§ **Your goal**
Under this task are some entries; return every one of them exactly.
╭──
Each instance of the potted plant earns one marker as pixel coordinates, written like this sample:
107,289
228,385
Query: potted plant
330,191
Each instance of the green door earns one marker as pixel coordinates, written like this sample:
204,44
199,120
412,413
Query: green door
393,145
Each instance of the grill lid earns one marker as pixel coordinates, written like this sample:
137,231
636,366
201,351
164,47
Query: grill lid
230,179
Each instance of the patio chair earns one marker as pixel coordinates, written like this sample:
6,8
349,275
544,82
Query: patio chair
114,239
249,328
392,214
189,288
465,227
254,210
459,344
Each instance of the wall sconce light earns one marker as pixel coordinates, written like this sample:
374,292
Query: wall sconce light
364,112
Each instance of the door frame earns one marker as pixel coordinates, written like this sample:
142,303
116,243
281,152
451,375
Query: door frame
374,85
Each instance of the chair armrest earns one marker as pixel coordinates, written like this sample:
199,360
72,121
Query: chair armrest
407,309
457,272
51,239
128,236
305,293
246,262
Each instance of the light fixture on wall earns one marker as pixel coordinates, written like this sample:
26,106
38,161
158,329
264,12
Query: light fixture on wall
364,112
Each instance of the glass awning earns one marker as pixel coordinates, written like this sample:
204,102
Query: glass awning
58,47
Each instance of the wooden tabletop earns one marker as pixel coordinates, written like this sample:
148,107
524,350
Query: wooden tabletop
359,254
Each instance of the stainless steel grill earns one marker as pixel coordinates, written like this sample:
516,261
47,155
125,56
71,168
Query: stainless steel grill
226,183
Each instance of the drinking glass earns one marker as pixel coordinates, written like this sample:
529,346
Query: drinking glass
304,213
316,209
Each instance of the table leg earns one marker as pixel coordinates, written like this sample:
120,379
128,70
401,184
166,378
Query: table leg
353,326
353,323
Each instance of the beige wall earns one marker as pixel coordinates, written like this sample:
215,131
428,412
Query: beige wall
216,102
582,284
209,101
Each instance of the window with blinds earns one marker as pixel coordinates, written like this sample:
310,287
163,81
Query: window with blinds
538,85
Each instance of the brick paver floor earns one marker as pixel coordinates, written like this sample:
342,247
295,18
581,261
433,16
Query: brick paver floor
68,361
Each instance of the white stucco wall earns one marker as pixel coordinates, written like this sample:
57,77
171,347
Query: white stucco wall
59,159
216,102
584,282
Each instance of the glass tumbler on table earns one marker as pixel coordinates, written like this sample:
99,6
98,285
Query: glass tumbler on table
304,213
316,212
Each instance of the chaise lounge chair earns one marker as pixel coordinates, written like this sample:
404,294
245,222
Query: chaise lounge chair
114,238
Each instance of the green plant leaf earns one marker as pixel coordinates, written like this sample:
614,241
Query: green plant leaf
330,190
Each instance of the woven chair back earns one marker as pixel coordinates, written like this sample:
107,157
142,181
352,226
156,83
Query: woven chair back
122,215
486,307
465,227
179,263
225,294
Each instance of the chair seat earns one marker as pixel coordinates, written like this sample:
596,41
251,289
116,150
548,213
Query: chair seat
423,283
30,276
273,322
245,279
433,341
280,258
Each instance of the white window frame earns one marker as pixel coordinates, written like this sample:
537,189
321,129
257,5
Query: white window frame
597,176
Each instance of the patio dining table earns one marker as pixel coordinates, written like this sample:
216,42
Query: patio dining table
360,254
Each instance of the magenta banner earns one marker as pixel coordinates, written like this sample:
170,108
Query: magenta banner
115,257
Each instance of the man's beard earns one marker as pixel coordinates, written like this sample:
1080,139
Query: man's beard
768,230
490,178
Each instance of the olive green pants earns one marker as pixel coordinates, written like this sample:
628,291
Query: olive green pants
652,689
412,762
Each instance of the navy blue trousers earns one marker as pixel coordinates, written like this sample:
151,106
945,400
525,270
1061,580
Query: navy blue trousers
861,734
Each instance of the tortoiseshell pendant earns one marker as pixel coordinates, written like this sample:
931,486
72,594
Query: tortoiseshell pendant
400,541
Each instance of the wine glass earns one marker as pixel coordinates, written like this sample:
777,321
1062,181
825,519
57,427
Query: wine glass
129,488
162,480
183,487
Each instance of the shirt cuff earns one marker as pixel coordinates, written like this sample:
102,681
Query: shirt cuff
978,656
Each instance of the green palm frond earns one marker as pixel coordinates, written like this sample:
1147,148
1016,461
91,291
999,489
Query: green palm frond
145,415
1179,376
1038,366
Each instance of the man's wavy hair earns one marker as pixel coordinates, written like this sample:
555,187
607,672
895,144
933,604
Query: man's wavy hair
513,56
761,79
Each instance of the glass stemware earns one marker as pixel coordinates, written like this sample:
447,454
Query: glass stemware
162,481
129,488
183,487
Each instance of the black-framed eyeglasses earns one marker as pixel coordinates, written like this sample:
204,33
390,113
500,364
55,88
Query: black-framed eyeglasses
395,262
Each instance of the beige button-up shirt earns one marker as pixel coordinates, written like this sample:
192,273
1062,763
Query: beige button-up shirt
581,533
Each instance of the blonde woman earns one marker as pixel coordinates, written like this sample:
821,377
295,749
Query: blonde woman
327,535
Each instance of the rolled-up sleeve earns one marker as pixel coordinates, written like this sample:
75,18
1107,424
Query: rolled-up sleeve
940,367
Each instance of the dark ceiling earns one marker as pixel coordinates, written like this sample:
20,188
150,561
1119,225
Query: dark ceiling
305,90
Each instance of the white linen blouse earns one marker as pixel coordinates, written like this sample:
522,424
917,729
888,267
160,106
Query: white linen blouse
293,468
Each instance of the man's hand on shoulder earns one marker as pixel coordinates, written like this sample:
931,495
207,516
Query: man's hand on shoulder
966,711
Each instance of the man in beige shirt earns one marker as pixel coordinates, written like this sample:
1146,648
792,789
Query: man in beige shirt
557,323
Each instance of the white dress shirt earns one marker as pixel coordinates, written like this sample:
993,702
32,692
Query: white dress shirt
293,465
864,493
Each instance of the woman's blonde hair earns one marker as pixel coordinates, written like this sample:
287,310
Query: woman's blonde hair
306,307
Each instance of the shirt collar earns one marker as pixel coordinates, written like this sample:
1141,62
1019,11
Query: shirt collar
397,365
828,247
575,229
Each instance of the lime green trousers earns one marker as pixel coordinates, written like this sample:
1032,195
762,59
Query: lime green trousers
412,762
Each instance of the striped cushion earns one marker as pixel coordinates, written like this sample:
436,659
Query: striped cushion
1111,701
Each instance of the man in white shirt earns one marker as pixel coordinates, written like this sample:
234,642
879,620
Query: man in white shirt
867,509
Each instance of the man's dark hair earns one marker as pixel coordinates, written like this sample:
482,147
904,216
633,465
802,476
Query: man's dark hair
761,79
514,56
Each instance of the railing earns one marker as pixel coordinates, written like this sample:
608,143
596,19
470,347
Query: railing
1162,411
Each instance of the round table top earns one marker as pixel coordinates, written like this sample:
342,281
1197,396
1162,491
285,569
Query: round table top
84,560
╰──
§ **Problem solution**
Each instance of the potted plant earns one marker as pixel coordinates, written like this sample:
107,289
228,385
Query: potted plant
330,191
Each instance of the green door earns one marker as pixel coordinates, written like this sample:
204,44
199,120
412,413
Query: green door
393,145
Each instance of the grill lid earns one marker as pixel coordinates, written like this sample:
137,231
636,366
201,351
164,47
Query: grill lid
230,179
Each instance of the patio chair earns one marker as pixel coordinates, written like this sample:
6,8
349,275
544,82
Query: patio chair
114,239
249,328
392,214
189,288
465,227
254,210
459,344
Each instance of the wall sconce light earns one marker as pixel coordinates, written like this sample:
374,292
Query: wall sconce light
364,112
Each instance of the door frame earns one marker as pixel coordinates, written like this sample:
142,303
116,243
281,152
451,375
Query: door frame
374,85
Each instance of the chair armrest earns one marker as pixel coordinates, written like this sample:
199,360
72,121
Query: chair armrest
407,309
457,272
51,239
128,236
305,293
246,262
Each instance of the light fixture on wall earns one marker as pixel coordinates, written like this sample:
26,106
38,161
158,329
264,12
Query: light fixture on wall
364,112
Each instance of the glass awning earns one marker as pixel coordinates, written like this sample:
204,102
Query: glass awning
58,47
Each instance of the wooden tabletop earns one marker as pixel coordinates, written like this sample:
148,107
524,350
Query: wooden tabletop
359,254
Each instance of the stainless steel grill earns one marker as pixel coordinates, written like this sample:
516,261
47,155
125,56
71,168
Query: stainless steel grill
226,183
Each instance of the drinking glass earns one marker as pixel coordinates, written like this sample:
529,346
Query: drinking glass
304,213
316,209
Each instance of the table leg earns one marker as pixel coordinates, written like this sample:
120,379
128,70
401,184
166,378
Query: table leg
353,326
353,323
Each instance of the beige wall earns one marker as pixel coordinates, written like this sample:
215,131
428,412
Query: beige wall
216,102
582,284
209,101
Each instance of the window with blinds earns one marker as pixel coordinates, written like this sample:
310,287
163,81
Query: window with blinds
538,85
Each instance of the brick paver floor earns one marker as pixel coordinates, written like this sample:
342,247
295,18
581,261
433,16
Query: brick paver floor
68,361
Each instance of the white stucco wall earns one marker as pixel coordinates, written like this sample:
57,77
171,347
Query: white stucco wall
59,159
216,102
584,282
Each instance of the glass tumbler on table earns one marker as pixel coordinates, written like this sample:
99,6
98,285
Query: glass tumbler on table
304,213
316,212
Each instance of the chaise lounge chair earns one marker as pixel coordinates, written like this sample:
404,294
245,222
Query: chaise lounge chair
114,238
Each instance of the green plant leaf earns one marker as pixel coordinates, written like this sample:
614,241
Query: green plant leaf
330,190
Each instance of the woven chair back earns one marker as pixel coordinates, written like this sample:
107,157
142,181
352,226
156,83
Query: woven chair back
122,215
486,307
465,227
179,263
225,294
Each instance of the chair seat earns one marker as pixel coordinates, written like this sample:
596,41
251,289
116,150
548,213
Query: chair seat
423,283
30,276
273,322
245,279
433,341
280,258
Each instance of the white window frame earns one marker as pixel coordinates, written like this sample:
537,189
321,129
257,5
Query: white window frame
597,176
Each instance of the patio dining table earns one marker as pixel coordinates, written like this sample:
216,42
Query: patio dining table
360,254
Each instance of the magenta banner earns one marker as pixel coordinates, written like this sample:
170,108
Query: magenta banner
115,257
Each instance of the man's beard earns one marker as pixel coordinates, written like this sample:
1080,139
Query: man's beard
768,230
490,178
Each instance of the olive green pants earns one marker as pixel coordinates, written like this sample:
628,291
Query: olive green pants
652,689
412,762
Each instance of the navy blue trousers earns one marker as pixel coordinates, written like this sample:
151,106
945,400
525,270
1061,580
Query: navy blue trousers
861,734
Each instance of the tortoiseshell pendant earns one marker as pixel coordinates, written like this sample:
931,486
72,594
Query: tortoiseshell pendant
400,541
Each instance of the wine glass earns one marker as pixel coordinates, written like this sample:
777,321
1062,181
825,519
57,427
Query: wine glass
129,488
162,480
183,487
Each instance of the shirt cuff earns one marker as pixel coordinates, written like this sample:
102,681
Query: shirt cuff
978,656
Each instance of the green palm frond earns one marker as pixel coordinates, written like this sample:
1147,148
1016,461
91,291
999,489
Query: green palm frond
145,415
1179,376
1038,366
Each instance of the man's wavy hair earns one marker as pixel coordinates, written like this sample:
555,187
607,672
895,144
933,604
Query: man's wavy hair
513,56
761,79
Each instance of the glass stemware earns one marker as pixel coordinates, written like this sample:
447,454
Query: glass stemware
162,481
129,488
183,487
Each instance of the black-framed eyeglasses earns one marker as pixel coordinates, written like this sample:
204,33
390,113
500,364
55,88
Query: black-framed eyeglasses
395,262
Each instance of the beige button-up shirt earns one marker as pixel coordinates, written like this sample:
192,273
1062,763
Query: beige button-up shirt
581,533
Each instance of the blonde woman earns one marker as pixel coordinates, written like this sample:
821,377
295,749
Query: blonde woman
327,535
Each instance of the rolled-up sleeve earns one marker as pixel coordinates, written like this sample:
75,18
1107,424
Query: rolled-up sleeve
940,367
Each instance of the dark ceiling earns one marker as pixel coordinates, written like this sample:
20,188
150,561
1119,225
Query: dark ceiling
305,90
Each instance of the white linen blouse earns one marker as pixel coordinates, written like this sample:
522,424
917,729
888,267
160,106
Query: white linen blouse
293,468
Each instance of the man's hand on shoulder earns one marker as pixel coordinates, written like this sample:
931,495
207,516
Query: man's hand on shoulder
966,711
Each instance of the man in beige shirt earns one marker as pixel coordinates, written like this sample:
1146,648
792,789
Query: man in beige shirt
557,323
Each instance of the white dress shirt earns one marker as pixel coordinates, written like this sample:
993,702
32,692
Query: white dress shirt
293,465
864,493
Each instance of the woman's blonde hair earns one marker as pixel coordinates, written like this sample:
287,310
Query: woman's blonde hair
306,307
Each instance of the shirt collar earns one marker as pixel coordinates, written like this sample:
1141,62
1019,11
Query: shirt collar
397,365
828,247
575,229
Each instance of the lime green trousers earns one marker as pixel coordinates, written like this sample:
1032,195
762,59
Query: lime green trousers
412,762
Each instance of the striped cushion earns one marker as pixel coordinates, written like this sample:
436,659
Query: striped cushion
1111,701
Each instance of the man in white shirt earns one marker as pixel coordinates, written like this sample:
234,642
879,620
Query: man in white shirt
867,509
Each instance of the man's dark hair earns one marker as pixel coordinates, written like this sample:
482,147
904,216
633,465
802,476
Query: man's dark hair
761,79
514,56
Each instance of the railing earns one marker as pixel coordinates, written like this sample:
608,143
596,19
470,347
Query: railing
1162,411
Each instance of the round table top earns one marker as pixel coordinates, written like this sample:
342,281
1197,396
1162,491
285,569
Query: round table top
84,560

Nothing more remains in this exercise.